Images for object localization
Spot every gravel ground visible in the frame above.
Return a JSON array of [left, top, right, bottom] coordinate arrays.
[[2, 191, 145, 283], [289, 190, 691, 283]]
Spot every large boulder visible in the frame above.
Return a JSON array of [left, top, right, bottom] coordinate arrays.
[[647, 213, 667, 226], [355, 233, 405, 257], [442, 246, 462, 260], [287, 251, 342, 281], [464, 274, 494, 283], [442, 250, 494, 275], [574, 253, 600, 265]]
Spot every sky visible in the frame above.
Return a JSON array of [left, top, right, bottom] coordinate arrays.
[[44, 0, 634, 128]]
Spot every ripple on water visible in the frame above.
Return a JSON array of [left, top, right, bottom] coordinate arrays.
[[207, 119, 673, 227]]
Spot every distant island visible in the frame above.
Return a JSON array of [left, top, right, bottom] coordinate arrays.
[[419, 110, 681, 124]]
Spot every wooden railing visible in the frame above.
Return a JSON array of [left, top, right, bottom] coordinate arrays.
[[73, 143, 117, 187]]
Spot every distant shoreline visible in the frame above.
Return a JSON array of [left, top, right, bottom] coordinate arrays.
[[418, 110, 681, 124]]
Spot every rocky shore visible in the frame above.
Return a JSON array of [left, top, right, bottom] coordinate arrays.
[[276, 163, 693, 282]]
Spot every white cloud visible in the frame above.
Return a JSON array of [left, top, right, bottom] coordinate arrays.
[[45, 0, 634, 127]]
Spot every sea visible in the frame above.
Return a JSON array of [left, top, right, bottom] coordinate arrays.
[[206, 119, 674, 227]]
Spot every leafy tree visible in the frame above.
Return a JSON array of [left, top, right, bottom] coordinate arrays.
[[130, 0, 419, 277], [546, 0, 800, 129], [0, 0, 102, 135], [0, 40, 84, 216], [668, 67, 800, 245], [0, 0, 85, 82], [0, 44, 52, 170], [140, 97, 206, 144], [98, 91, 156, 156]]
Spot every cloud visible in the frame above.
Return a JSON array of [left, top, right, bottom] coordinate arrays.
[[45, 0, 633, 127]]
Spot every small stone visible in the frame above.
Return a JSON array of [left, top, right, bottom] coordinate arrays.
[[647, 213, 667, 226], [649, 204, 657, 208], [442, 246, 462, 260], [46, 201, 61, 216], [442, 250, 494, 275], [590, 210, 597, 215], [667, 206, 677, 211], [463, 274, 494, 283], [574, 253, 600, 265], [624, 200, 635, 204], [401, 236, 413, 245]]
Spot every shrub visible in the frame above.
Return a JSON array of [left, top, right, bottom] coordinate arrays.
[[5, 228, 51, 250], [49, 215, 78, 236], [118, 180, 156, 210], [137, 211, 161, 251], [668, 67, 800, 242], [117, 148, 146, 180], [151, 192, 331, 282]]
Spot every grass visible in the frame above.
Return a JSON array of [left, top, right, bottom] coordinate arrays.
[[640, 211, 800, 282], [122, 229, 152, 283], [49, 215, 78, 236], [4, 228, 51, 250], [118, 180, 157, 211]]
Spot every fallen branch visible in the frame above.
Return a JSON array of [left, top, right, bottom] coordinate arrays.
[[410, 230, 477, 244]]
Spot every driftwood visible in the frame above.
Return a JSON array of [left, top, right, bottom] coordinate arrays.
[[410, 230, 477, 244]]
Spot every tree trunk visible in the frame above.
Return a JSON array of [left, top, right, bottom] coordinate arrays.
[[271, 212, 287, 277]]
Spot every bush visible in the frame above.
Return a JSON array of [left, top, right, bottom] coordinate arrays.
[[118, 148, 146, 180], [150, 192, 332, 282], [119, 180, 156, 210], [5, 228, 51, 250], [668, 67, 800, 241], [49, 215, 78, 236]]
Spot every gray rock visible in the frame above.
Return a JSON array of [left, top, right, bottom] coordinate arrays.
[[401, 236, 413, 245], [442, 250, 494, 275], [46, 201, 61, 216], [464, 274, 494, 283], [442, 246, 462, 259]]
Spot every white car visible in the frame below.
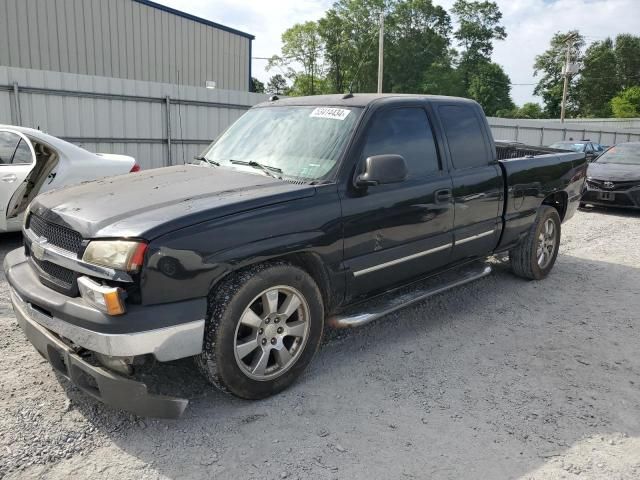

- [Exercise objective] Which lines in the data above hold the string "white"? Return each of them.

- [Solution to this task]
Spot every white cloud visible in the frame above.
Spot every white car visible in the frame below.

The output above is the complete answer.